■ Given exercise
Extract every line of the records that contains the word "puddle", treating uppercase and lowercase as different.

— BEGIN —

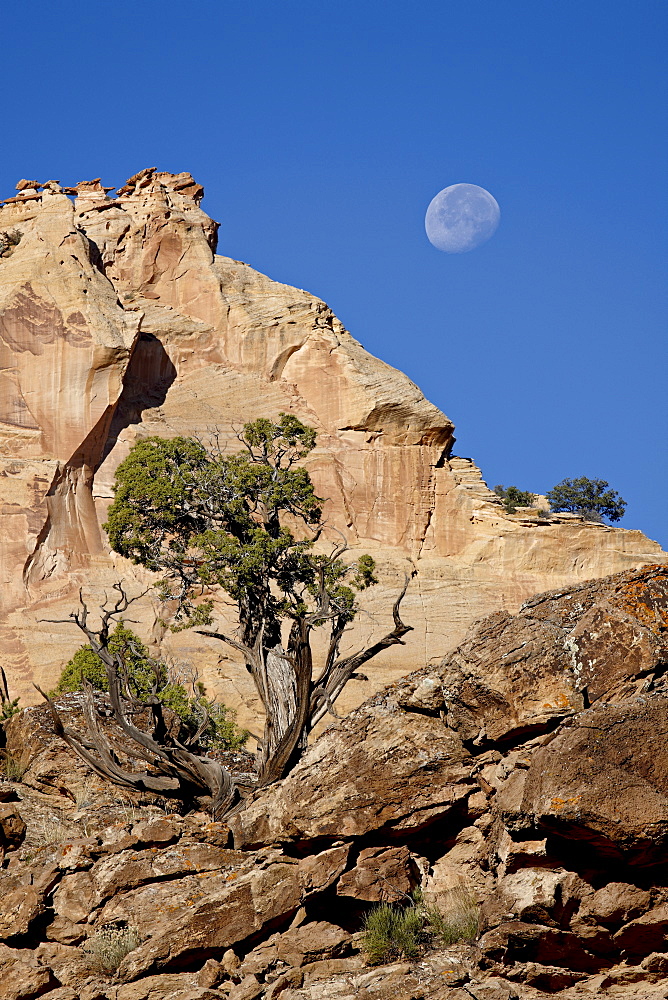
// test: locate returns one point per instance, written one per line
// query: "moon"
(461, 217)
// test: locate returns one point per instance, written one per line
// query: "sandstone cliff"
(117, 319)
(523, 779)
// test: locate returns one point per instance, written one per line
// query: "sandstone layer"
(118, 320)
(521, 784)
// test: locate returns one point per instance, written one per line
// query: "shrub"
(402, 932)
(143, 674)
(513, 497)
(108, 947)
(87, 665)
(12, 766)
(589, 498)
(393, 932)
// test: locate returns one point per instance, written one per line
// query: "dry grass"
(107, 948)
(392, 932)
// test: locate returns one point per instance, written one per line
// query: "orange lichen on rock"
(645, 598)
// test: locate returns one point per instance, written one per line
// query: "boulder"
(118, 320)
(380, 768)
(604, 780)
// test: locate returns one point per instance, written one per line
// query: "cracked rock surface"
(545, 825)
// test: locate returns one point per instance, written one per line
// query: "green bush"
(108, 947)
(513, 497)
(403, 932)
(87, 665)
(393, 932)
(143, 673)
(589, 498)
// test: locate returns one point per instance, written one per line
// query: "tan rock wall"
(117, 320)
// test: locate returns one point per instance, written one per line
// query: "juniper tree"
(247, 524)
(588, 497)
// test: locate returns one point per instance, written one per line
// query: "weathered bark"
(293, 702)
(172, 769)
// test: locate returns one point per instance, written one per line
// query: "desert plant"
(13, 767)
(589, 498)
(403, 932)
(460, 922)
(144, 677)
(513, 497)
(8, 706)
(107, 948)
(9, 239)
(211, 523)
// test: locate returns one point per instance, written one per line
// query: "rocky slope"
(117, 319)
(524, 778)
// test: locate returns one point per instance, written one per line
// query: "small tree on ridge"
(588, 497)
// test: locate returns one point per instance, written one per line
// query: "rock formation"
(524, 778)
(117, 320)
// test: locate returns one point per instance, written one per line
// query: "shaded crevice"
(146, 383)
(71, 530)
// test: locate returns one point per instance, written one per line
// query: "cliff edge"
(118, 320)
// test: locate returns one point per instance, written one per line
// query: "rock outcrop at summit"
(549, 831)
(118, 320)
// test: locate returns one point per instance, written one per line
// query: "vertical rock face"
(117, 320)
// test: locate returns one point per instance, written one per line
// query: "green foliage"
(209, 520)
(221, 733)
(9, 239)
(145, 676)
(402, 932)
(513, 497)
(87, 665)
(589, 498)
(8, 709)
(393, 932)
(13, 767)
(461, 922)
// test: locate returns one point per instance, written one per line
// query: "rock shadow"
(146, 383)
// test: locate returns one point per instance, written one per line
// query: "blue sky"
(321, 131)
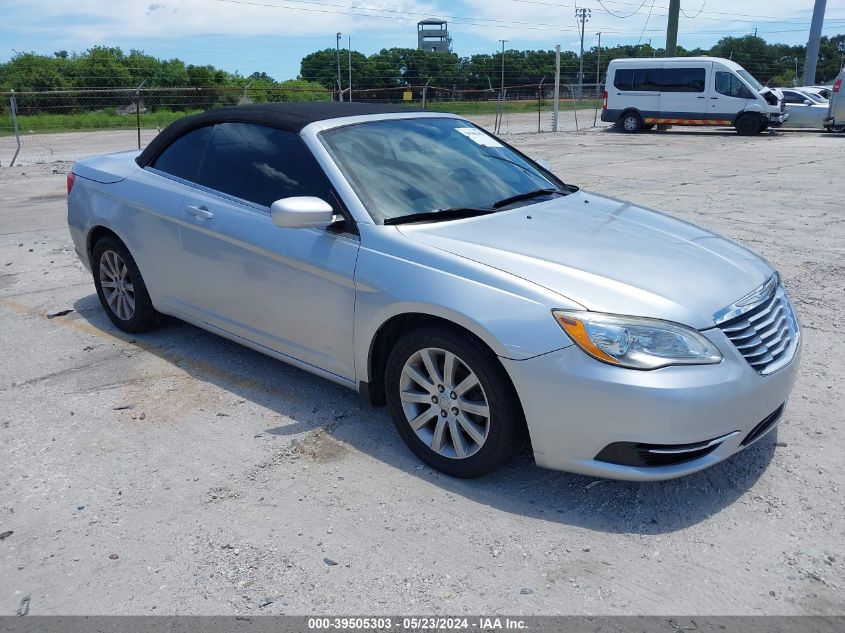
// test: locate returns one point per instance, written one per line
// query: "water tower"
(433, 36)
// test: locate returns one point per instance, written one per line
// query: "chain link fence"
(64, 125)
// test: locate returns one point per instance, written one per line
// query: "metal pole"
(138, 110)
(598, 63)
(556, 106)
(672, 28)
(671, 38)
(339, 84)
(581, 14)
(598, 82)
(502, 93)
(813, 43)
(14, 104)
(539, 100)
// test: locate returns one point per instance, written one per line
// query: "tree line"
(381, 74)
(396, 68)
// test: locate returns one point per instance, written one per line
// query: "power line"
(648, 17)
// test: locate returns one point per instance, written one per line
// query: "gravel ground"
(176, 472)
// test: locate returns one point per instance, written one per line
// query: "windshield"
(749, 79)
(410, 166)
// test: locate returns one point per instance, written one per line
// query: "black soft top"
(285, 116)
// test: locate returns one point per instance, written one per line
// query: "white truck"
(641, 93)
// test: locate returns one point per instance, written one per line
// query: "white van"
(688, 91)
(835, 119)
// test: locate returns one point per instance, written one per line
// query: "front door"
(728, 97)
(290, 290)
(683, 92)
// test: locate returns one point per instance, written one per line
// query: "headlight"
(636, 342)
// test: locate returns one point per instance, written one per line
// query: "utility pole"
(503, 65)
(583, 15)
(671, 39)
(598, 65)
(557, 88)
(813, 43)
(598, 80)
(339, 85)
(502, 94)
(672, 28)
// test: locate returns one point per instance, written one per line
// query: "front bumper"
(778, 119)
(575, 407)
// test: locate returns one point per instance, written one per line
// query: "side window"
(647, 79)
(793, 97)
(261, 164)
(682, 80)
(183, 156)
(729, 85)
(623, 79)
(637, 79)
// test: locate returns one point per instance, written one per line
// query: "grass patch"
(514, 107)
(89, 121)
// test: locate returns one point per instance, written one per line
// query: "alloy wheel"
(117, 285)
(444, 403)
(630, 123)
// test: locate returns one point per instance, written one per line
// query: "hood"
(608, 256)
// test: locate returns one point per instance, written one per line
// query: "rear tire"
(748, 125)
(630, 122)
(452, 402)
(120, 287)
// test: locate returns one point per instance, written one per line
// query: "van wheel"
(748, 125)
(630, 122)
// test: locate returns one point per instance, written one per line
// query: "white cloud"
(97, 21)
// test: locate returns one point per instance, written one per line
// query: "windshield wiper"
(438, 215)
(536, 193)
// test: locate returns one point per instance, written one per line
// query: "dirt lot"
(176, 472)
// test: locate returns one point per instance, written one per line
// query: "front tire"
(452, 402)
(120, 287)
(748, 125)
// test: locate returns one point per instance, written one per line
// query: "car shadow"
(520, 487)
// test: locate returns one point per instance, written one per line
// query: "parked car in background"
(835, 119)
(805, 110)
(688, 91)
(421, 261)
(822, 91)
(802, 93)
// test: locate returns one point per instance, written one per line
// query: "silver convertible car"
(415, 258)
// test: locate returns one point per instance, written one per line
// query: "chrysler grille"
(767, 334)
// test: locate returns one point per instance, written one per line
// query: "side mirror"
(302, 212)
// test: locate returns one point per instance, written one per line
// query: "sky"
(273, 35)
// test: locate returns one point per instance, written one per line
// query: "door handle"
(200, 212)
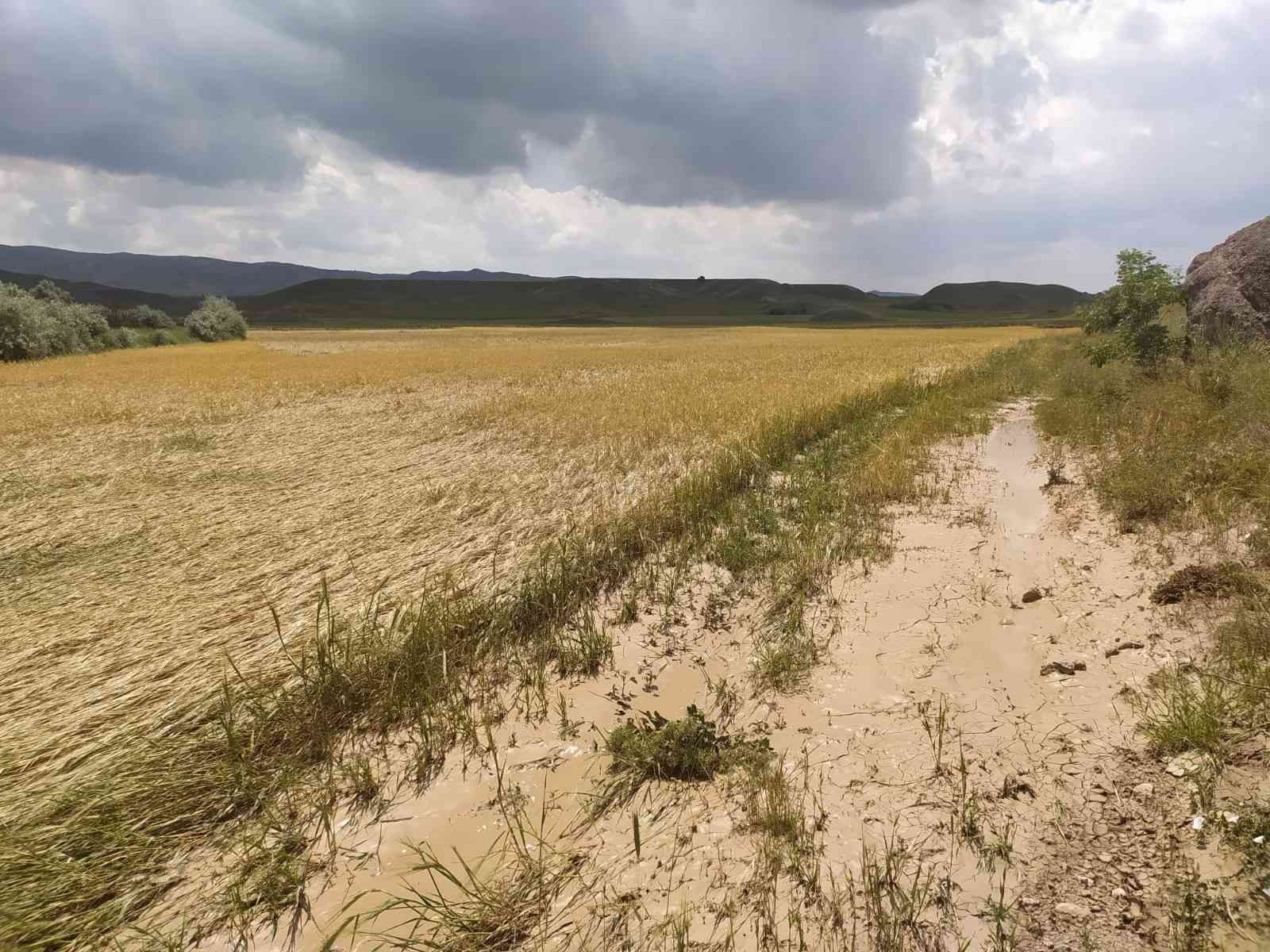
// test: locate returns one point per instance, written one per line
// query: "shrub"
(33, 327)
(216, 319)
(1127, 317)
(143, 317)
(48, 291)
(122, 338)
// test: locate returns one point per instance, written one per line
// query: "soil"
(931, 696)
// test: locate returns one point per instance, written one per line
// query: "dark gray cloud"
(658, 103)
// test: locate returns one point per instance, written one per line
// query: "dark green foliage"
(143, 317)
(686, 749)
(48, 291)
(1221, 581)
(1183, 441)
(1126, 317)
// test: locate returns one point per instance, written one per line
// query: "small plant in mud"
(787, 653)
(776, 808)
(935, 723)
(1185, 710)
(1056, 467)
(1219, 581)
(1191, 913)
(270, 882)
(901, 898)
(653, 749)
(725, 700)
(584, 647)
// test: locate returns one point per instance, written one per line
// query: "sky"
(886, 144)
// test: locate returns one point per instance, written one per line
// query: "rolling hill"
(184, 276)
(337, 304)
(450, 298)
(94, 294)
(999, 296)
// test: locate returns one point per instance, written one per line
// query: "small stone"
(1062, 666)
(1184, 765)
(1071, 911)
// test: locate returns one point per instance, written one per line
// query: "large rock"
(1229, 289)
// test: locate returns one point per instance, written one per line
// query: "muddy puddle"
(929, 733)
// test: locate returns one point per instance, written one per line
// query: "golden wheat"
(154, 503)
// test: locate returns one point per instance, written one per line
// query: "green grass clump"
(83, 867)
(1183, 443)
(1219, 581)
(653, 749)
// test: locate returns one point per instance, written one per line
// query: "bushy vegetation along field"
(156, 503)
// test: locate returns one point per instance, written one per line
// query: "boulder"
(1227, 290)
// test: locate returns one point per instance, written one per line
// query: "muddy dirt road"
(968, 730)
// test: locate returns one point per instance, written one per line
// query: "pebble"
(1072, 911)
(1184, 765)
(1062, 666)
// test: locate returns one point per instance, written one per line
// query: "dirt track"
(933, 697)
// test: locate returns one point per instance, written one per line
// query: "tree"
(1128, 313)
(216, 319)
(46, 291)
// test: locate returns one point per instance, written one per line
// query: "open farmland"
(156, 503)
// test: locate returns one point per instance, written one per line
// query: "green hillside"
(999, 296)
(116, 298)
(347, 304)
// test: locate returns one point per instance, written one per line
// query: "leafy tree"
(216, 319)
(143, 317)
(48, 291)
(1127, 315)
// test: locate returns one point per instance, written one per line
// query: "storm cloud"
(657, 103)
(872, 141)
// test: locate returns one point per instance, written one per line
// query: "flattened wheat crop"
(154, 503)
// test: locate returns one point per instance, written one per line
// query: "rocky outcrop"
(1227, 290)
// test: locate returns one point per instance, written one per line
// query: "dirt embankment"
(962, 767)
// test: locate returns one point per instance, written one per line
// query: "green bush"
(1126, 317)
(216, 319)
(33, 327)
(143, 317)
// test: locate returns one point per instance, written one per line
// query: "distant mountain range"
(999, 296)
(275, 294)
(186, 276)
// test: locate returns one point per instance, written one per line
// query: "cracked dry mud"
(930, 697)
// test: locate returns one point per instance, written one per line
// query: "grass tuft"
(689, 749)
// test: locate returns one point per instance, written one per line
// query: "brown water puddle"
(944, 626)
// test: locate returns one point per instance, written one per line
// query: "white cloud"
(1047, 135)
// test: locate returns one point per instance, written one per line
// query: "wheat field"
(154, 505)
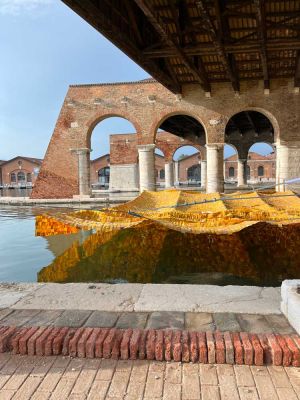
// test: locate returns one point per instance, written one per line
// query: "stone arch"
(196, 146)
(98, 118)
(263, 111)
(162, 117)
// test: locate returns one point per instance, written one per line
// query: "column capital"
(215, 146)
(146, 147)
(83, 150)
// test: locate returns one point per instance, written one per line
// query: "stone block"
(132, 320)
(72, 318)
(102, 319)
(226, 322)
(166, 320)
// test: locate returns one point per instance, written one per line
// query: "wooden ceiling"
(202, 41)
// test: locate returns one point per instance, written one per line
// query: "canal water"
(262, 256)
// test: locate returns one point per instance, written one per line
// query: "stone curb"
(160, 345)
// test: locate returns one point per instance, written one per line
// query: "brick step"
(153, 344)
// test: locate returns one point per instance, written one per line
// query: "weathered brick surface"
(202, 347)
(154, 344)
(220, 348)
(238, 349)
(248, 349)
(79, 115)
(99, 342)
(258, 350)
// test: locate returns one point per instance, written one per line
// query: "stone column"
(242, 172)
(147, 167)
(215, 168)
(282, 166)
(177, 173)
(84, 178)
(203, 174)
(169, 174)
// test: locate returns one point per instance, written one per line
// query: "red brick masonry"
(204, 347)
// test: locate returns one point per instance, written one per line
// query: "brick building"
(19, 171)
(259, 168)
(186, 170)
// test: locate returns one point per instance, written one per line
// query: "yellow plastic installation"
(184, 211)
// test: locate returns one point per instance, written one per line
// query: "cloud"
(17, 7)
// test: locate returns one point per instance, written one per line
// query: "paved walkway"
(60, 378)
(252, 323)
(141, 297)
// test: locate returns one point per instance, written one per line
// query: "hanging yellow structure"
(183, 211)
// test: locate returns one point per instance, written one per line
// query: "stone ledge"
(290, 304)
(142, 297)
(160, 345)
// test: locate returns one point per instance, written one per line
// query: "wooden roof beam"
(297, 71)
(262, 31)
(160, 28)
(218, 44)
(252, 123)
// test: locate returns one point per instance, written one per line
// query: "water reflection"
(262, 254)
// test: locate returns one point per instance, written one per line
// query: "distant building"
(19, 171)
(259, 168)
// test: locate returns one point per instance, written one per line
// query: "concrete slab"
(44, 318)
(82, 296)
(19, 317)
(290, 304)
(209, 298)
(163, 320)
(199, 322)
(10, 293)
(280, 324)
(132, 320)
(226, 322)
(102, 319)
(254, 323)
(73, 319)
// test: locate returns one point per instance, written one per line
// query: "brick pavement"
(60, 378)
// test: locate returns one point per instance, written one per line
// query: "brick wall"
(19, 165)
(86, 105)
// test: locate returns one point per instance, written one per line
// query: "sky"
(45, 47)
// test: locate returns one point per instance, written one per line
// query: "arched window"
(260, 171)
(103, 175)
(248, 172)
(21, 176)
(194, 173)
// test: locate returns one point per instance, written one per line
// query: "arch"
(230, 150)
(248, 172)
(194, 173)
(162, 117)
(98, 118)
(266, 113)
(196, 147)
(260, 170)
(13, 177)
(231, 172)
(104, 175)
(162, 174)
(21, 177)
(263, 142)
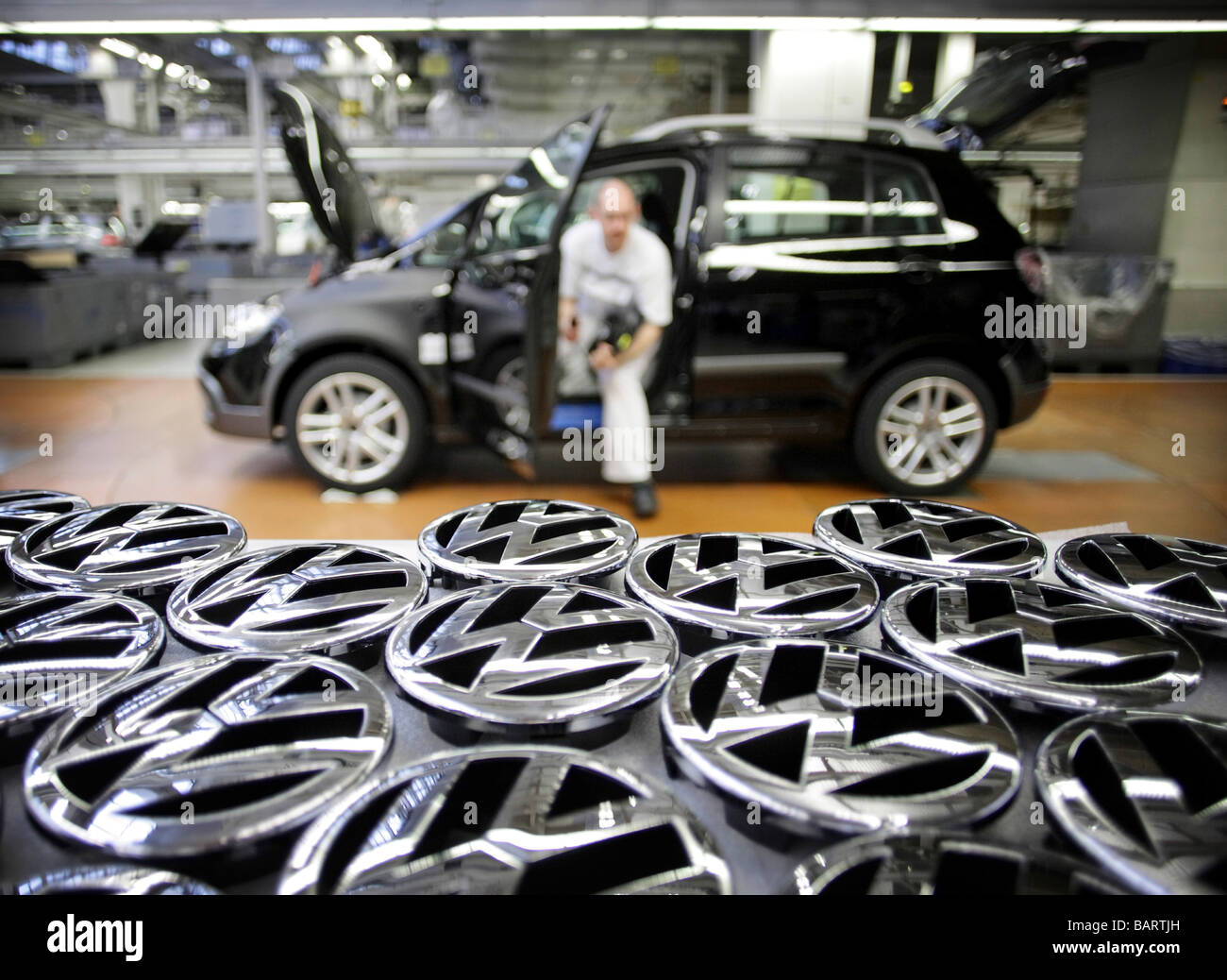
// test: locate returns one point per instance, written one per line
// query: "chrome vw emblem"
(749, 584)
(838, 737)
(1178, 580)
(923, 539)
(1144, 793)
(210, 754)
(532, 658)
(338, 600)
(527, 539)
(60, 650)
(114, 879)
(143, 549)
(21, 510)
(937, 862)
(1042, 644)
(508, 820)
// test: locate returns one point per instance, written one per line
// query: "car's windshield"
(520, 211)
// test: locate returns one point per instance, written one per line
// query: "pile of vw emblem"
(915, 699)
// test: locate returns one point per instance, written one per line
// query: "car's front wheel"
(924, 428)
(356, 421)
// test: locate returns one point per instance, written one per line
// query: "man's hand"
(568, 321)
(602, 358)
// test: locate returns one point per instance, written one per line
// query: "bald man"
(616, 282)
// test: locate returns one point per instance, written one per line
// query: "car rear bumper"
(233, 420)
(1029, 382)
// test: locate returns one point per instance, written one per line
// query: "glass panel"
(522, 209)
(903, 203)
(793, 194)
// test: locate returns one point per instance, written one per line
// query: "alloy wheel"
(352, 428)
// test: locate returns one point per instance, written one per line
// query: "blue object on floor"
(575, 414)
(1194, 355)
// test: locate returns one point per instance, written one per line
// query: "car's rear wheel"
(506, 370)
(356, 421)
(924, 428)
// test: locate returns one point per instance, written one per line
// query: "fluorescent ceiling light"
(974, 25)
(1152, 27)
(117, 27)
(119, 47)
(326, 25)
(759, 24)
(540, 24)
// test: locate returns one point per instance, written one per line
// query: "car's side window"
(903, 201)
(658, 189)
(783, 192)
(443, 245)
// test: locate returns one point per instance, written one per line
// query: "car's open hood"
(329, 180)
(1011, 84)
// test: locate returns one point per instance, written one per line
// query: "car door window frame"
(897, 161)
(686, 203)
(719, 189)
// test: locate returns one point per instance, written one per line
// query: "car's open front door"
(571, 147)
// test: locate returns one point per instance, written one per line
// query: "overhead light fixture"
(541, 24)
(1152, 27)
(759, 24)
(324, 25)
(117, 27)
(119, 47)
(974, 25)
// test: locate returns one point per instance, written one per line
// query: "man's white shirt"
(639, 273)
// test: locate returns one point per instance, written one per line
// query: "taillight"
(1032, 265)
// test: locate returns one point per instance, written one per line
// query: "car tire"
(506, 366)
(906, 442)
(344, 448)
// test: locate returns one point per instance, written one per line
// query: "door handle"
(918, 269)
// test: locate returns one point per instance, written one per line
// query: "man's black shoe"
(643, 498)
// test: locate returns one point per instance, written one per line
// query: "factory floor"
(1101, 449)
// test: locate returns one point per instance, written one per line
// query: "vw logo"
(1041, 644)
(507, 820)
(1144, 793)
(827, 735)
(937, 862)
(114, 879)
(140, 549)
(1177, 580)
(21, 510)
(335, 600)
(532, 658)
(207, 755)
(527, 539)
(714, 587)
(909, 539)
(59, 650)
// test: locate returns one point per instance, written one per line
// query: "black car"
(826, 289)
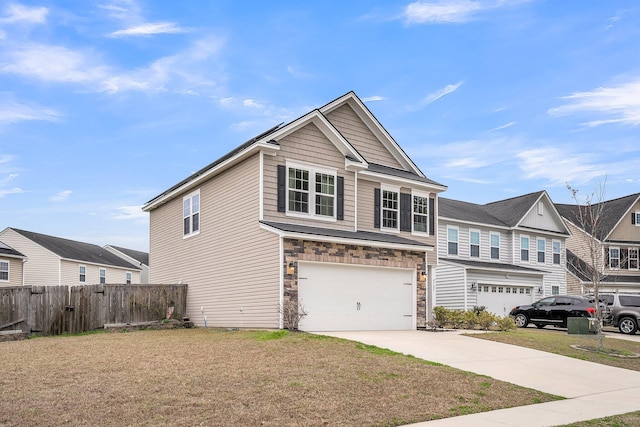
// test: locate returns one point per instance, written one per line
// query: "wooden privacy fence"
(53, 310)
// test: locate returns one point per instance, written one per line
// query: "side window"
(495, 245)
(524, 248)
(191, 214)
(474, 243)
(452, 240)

— END —

■ Solution for this exercise
// query: "muddy puddle"
// query: "brown water puddle"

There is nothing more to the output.